■ **Exercise details**:
Each line below that contains the word "grass" must be copied.

■ **Source material**:
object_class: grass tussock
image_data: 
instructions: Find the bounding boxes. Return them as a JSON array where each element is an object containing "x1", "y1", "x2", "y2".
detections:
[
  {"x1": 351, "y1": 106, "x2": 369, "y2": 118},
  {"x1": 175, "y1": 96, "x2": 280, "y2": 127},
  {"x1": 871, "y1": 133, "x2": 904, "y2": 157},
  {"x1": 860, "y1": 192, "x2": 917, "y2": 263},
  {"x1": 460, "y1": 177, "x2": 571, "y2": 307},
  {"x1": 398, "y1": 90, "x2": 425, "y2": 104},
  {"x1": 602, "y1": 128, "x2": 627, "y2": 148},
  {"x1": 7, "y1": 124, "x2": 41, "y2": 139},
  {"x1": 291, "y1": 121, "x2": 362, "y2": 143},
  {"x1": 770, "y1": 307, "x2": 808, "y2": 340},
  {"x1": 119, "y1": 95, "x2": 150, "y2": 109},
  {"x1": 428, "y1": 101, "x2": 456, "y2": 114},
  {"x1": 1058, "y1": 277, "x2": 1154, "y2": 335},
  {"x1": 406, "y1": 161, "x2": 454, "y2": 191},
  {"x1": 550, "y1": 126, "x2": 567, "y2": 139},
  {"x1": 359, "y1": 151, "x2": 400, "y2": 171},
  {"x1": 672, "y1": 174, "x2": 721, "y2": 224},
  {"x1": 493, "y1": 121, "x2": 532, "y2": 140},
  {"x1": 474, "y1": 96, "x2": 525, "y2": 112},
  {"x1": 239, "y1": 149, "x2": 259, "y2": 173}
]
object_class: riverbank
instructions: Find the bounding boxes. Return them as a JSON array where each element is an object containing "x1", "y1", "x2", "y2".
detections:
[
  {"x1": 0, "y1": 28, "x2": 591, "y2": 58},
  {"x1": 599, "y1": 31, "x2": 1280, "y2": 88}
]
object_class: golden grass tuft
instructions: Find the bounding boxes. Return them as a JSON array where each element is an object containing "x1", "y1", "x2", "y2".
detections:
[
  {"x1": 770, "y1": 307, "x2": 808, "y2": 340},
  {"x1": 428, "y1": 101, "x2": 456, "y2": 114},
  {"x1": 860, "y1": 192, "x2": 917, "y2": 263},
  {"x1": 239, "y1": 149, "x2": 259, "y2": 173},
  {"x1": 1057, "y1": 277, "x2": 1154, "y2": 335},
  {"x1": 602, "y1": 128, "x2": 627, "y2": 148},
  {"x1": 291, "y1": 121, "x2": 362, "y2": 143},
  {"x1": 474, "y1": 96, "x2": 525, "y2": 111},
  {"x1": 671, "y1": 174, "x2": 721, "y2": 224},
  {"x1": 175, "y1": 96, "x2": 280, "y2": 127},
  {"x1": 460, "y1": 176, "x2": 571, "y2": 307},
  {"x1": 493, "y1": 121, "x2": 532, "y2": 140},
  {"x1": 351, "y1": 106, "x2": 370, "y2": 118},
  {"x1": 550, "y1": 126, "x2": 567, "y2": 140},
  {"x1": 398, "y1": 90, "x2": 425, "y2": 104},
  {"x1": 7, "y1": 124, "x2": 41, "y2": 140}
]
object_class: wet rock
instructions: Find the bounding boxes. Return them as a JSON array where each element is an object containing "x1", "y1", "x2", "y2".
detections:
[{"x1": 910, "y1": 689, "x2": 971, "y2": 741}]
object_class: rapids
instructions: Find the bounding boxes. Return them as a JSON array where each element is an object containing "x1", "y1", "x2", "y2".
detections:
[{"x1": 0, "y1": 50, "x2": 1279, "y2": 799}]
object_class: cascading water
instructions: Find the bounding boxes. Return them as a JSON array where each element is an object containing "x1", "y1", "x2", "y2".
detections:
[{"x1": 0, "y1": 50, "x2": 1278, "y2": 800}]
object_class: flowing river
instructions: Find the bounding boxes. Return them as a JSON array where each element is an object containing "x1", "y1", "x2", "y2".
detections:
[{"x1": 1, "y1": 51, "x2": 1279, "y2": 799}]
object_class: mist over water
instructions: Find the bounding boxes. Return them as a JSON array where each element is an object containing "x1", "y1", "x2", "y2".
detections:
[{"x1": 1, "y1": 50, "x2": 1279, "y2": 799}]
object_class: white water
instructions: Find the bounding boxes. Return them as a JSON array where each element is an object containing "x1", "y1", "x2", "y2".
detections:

■ **Your response**:
object_class: grass tussock
object_class: golden grass tuft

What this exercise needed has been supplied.